What you have to do: While copying the entries exactly, leave out each picture they contain.

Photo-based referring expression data
· · · · · · ·
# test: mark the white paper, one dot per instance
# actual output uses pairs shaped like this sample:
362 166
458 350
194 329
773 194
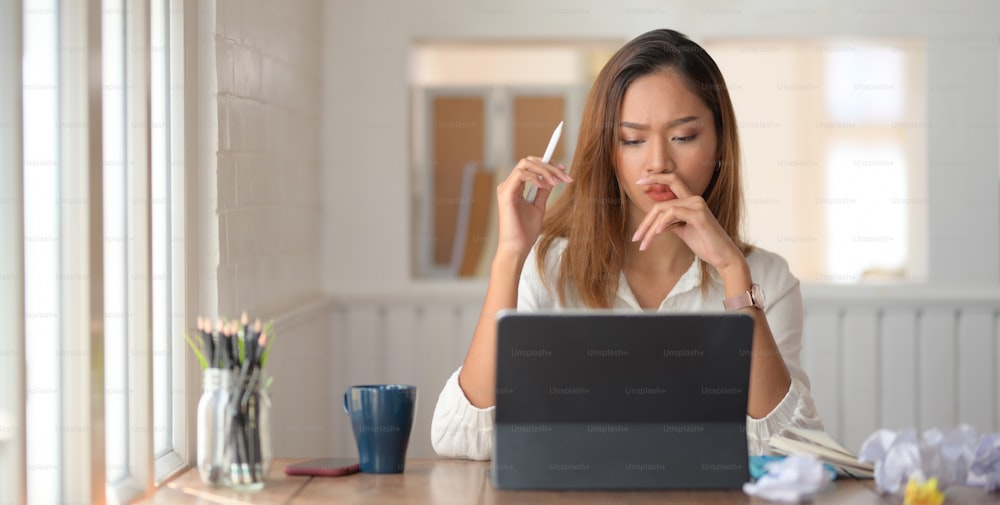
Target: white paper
952 457
795 478
985 467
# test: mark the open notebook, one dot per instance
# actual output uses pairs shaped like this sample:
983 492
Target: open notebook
824 447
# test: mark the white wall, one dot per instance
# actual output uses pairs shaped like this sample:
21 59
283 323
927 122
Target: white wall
366 109
270 200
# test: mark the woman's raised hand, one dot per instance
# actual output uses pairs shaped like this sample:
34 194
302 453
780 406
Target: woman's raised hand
520 222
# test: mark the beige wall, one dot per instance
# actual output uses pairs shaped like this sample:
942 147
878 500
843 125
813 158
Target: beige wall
269 201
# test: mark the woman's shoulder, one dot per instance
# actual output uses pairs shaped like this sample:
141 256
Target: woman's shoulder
554 253
765 264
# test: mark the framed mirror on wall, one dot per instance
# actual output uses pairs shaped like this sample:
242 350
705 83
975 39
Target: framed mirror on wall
476 109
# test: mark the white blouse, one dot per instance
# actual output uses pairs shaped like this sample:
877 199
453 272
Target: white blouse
461 430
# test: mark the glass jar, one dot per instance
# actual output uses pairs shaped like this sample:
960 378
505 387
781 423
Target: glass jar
248 446
211 424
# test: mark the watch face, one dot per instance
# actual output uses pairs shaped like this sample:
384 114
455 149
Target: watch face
758 295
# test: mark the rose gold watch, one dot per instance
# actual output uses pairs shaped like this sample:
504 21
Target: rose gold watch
754 297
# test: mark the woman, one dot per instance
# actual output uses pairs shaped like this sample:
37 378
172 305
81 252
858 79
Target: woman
650 219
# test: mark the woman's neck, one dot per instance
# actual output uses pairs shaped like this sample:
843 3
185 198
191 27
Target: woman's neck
666 253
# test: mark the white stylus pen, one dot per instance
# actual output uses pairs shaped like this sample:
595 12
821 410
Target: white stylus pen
533 189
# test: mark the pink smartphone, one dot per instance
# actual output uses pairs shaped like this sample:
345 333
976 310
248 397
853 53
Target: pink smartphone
324 467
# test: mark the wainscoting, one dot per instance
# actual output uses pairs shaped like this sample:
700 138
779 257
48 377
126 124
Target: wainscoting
877 356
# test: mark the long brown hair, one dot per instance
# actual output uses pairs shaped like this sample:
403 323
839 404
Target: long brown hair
592 212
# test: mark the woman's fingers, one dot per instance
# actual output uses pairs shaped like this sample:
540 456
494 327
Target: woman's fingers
667 215
543 175
668 179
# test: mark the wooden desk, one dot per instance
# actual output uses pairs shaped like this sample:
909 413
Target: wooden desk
444 482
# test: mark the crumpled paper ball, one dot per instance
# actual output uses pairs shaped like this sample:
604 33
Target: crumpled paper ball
985 468
791 479
952 457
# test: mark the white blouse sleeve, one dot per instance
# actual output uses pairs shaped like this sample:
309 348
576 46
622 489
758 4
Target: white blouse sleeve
784 316
458 428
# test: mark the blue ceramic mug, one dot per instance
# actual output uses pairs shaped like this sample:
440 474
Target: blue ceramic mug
381 416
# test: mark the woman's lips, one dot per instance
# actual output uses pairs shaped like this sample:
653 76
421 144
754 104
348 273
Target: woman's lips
660 193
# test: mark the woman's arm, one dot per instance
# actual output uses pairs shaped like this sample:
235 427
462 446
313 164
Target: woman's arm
520 223
769 378
478 375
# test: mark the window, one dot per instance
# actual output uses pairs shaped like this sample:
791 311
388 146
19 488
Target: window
833 133
12 454
102 315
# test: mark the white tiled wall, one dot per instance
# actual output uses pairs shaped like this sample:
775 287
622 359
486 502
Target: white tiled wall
268 56
269 201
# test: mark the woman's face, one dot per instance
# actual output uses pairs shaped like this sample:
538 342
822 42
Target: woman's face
663 128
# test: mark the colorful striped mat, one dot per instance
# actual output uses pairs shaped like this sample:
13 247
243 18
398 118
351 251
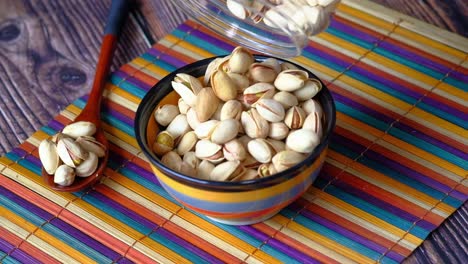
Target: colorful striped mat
395 170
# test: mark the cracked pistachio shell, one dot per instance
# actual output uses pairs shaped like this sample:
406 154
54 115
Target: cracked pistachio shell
314 123
187 143
191 159
90 144
172 160
207 150
223 87
232 109
182 106
256 91
270 109
234 150
266 169
261 72
226 170
302 140
71 152
255 126
64 175
165 114
178 127
241 81
290 80
309 90
206 104
188 80
205 129
49 156
286 99
278 130
286 159
225 131
248 174
192 119
240 60
312 106
260 150
164 143
80 128
204 169
294 117
88 166
185 93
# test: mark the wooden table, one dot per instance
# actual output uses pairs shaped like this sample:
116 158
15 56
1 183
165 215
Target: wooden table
48 49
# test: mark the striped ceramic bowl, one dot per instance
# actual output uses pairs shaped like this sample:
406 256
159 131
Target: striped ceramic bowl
235 203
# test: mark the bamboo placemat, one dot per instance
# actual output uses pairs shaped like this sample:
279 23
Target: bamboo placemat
396 167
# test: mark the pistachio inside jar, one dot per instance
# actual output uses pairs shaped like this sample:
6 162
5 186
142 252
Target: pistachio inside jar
274 27
221 161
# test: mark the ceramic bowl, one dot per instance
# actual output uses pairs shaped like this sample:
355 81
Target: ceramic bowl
234 203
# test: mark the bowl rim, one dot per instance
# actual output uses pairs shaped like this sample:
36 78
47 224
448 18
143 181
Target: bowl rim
148 104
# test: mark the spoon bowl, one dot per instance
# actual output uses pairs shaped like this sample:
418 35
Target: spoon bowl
91 112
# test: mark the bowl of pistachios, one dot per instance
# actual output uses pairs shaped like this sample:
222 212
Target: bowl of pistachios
236 138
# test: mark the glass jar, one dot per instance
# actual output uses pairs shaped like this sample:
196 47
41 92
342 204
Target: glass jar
273 27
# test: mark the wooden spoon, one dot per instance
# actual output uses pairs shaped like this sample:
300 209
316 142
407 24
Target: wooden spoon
91 112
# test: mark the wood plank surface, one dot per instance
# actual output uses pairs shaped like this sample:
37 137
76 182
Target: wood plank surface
48 49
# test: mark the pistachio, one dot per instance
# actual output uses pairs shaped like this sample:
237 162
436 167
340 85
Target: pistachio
189 81
172 160
302 140
179 126
309 90
205 129
240 60
206 104
237 8
241 81
187 143
204 169
90 144
234 150
207 150
246 175
262 72
312 106
294 117
71 152
312 122
224 88
226 170
49 156
255 126
182 106
225 131
278 130
191 159
165 114
185 93
192 118
256 91
80 128
232 109
266 169
270 109
187 169
290 80
64 175
260 150
88 166
286 159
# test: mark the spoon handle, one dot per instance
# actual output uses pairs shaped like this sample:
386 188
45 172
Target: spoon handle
115 20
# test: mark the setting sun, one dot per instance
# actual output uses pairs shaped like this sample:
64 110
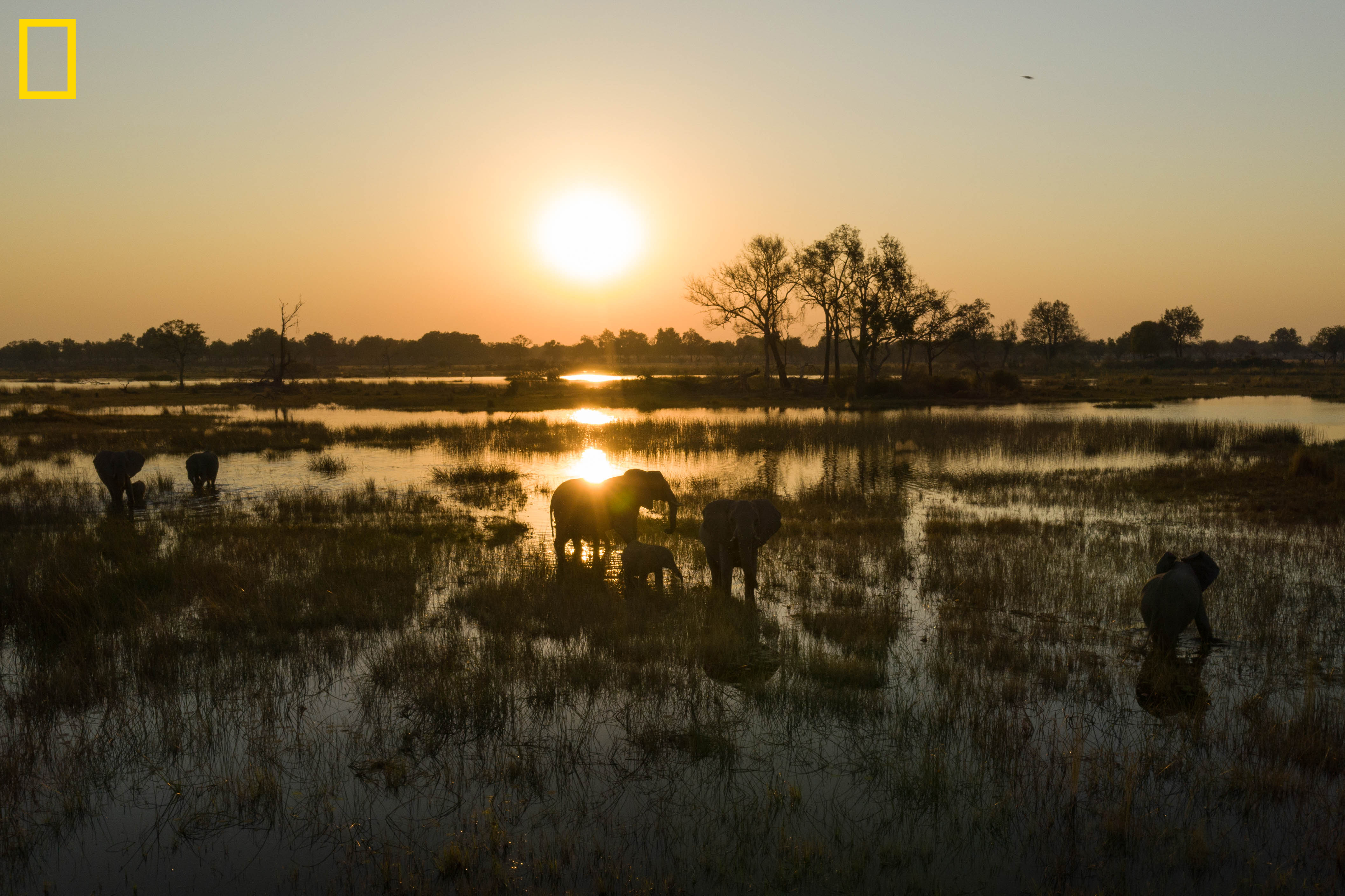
· · · · · · ·
Finished exercise:
# test: mark the white paper, one dot per instance
# actual output uses pairs shaped like this sample:
362 166
458 350
194 329
773 194
Target: white paper
952 457
795 478
985 467
# test: mark the open notebook, one dot per instance
# actual output uses pairs shaped like this sample:
983 492
Target: open notebook
824 447
# test: mark the white wall, one dot per instance
# actual output uses pairs shaped like this sample:
21 59
283 323
927 122
Target: white wall
366 109
270 200
# test: mark the woman's raised hand, one dot per instance
# actual output uses pairs shaped like this sample:
34 194
302 453
780 406
Target: woman's raised hand
520 222
# test: mark the beige wall, one dot per instance
# actual output uses pairs shaped like this sample:
942 147
878 500
843 125
813 158
Target: beige wall
269 201
# test: mark the woman's shoulder, one dot per instance
# actual output uses pairs shaped like this sample:
141 256
Target: woman's shoulder
554 253
765 264
# test: mark the framed mirror on wall, one dot per instance
# actual output uses pairs shaped like this sample:
242 350
705 83
975 39
Target: framed mirror on wall
476 109
# test: mark the white blouse, one dot per instance
# actual output uses pairs shaped like this sample:
877 199
453 272
Target: white blouse
461 430
# test: mark the glass jar, one dot per instance
# actual output uses pairs shaped like this sample:
960 378
505 387
781 423
Target: glass jar
248 446
211 424
# test: mark the watch face, one dot per instance
# actual output uses pairs shaped like this sample:
384 114
455 149
Target: watch face
758 295
# test: mark the rose gold watch, one dot per instance
# actual output uses pairs shaped like this sample:
504 21
Target: rose gold watch
754 297
# test: mark the woman, one dot per instance
# actual output uses pairs shaped like this sample:
37 378
172 305
81 252
858 79
Target: woman
650 219
# test: mark the woman's neck, one dot per instance
# actual output uses pairs shaped like this sample:
843 3
185 198
191 27
Target: woman's neck
666 253
# test: mark the white stylus pen, one dot per instance
# actual output uses pairs shaped like this sample:
595 12
821 410
Target: white stylus pen
533 189
# test: mark the pink smartphone, one dot per instance
# actual output uses pairs shaped like this sample:
345 333
976 310
248 397
853 53
Target: pink smartphone
324 467
# test: mark the wainscoting, one dot per instance
# actual output uses pairs shaped like this sample:
700 138
779 257
48 377
126 124
Target: wainscoting
877 356
# test: mark the long brown hair, one dot per instance
# actual output uses pairs shaped like this sample:
403 323
839 404
Target: long brown hair
592 212
# test: mark the woman's fingers, one dot per instance
# actual output uses pairs shaped like this sample:
540 456
494 327
Target: woman's fingers
667 215
543 175
668 179
# test: mark the wooden desk, one dot per instance
# actual output uses pairs shaped like this sample:
909 413
Target: wooden desk
444 482
# test: mark the crumpled paper ball, one dot per instance
# actual output uses pairs shaped like this sample:
604 33
Target: crumpled paper ball
985 468
791 479
952 457
# test: mark the white blouse sleeve, one dot per instance
# actual output uses pairs shaped like this sample:
309 348
576 46
622 489
758 4
Target: white blouse sleeve
784 316
458 428
# test: mark the blue ceramic mug, one dot per instance
# actual output uses pairs shaped like this sample:
440 474
Target: blue ceramic mug
381 416
# test: mark the woman's lips, one dot per instance
# actual output uses pairs shaped like this sample:
653 76
421 144
754 104
348 273
Target: woman's lips
660 193
# test: mark the woman's arm, one dot per instance
# actual output uses pairs shaped like this sample:
235 427
462 446
313 164
Target: woman's arm
520 223
769 378
478 375
# test: mark the window, one dot per instance
# actual output uses pairs shaped like this sample:
791 311
388 146
19 488
Target: window
833 133
12 454
102 315
# test: mark the white tiled wall, one dot per instance
# actual output uses pairs shaped like this sample:
775 287
622 359
486 502
Target: white tiled wall
268 56
269 201
# test: mark the woman's face, one dot per instance
# actual output uses pairs shaped like this sample:
538 342
822 42
Target: woman's face
663 128
# test: mark the colorful striped mat, one dot per instance
# actual output uses pairs shaped like this sample:
13 247
243 18
398 118
351 251
Target: colorful striped mat
395 170
# test: mark the cracked pistachio shell, one dot per instance
# actual output uses pairs shaped like this sample:
406 154
54 115
Target: cracked pistachio shell
314 123
187 143
191 159
90 144
172 160
207 150
223 87
232 109
182 106
256 91
270 109
234 150
266 169
261 72
226 170
302 140
71 152
255 126
64 175
165 114
178 127
241 81
290 80
309 90
206 104
188 80
205 129
49 156
286 99
278 130
286 159
225 131
248 174
192 119
240 60
312 106
260 150
164 143
80 128
204 169
294 117
88 166
185 93
# test: mark the wooden table, one dot per instance
# actual output uses pairs shaped like this sample:
116 158
15 56
1 183
165 215
Target: wooden table
48 49
# test: mark the striped ceramic bowl, one dot per instance
# actual output uses pairs shaped like this sample:
406 256
159 131
Target: striped ceramic bowl
235 203
# test: mark the bamboo placemat, one dot per instance
# actual output uses pairs shaped like this sample:
279 23
Target: bamboo placemat
396 167
# test: mark the pistachio inside jar, one dot per instance
# actual output uses pairs shaped like this sample:
6 162
5 186
142 252
Target: pistachio inside jar
274 27
221 161
# test: mark the ceramic bowl, one dot per instance
# actual output uses pairs shaped like this sample:
355 81
Target: ceramic bowl
234 203
# test: mark the bowl rim, one dot per instance
# actual output uses pairs shaped like this sample:
36 78
47 224
448 18
143 181
Target: bowl rim
148 104
# test: mark the spoon bowl, one dot per instance
# actual output uses pairs shaped like this sample:
418 35
Target: spoon bowl
91 112
# test: mark the bowl of pistachios, one dot per instance
# actual output uses pairs shaped like this sample:
222 212
Target: bowl of pistachios
236 138
# test: mark the glass jar, one dot per instance
# actual output uses pairs shaped like this sample:
196 47
41 92
342 204
Target: glass jar
273 27
# test: mark the wooden spoon, one dot per instance
# actual output uses pairs shaped like this sample:
300 209
316 142
407 24
Target: wooden spoon
91 112
# test: mark the wood plank surface, one dot per instance
# actual output uses pairs shaped like this sample:
37 137
76 182
Target: wood plank surface
48 49
# test: mark the pistachio, one dot per instance
# actual output uses pairs shaped like this sample:
237 162
436 167
340 85
Target: pistachio
189 81
172 160
302 140
179 126
309 90
205 129
240 60
206 104
237 8
241 81
187 143
204 169
90 144
234 150
207 150
246 175
262 72
312 106
294 117
71 152
312 122
224 88
226 170
49 156
255 126
182 106
225 131
278 130
191 159
165 114
185 93
192 118
256 91
80 128
232 109
266 169
270 109
187 169
290 80
64 175
260 150
88 166
286 159
# test: mark the spoon handle, one dot per instance
# actual output uses pairs shaped like this sample:
386 188
45 172
Target: spoon handle
115 20
# test: mark the setting sun, one dot per instance
# actual output uses pairs shaped like this sample:
64 110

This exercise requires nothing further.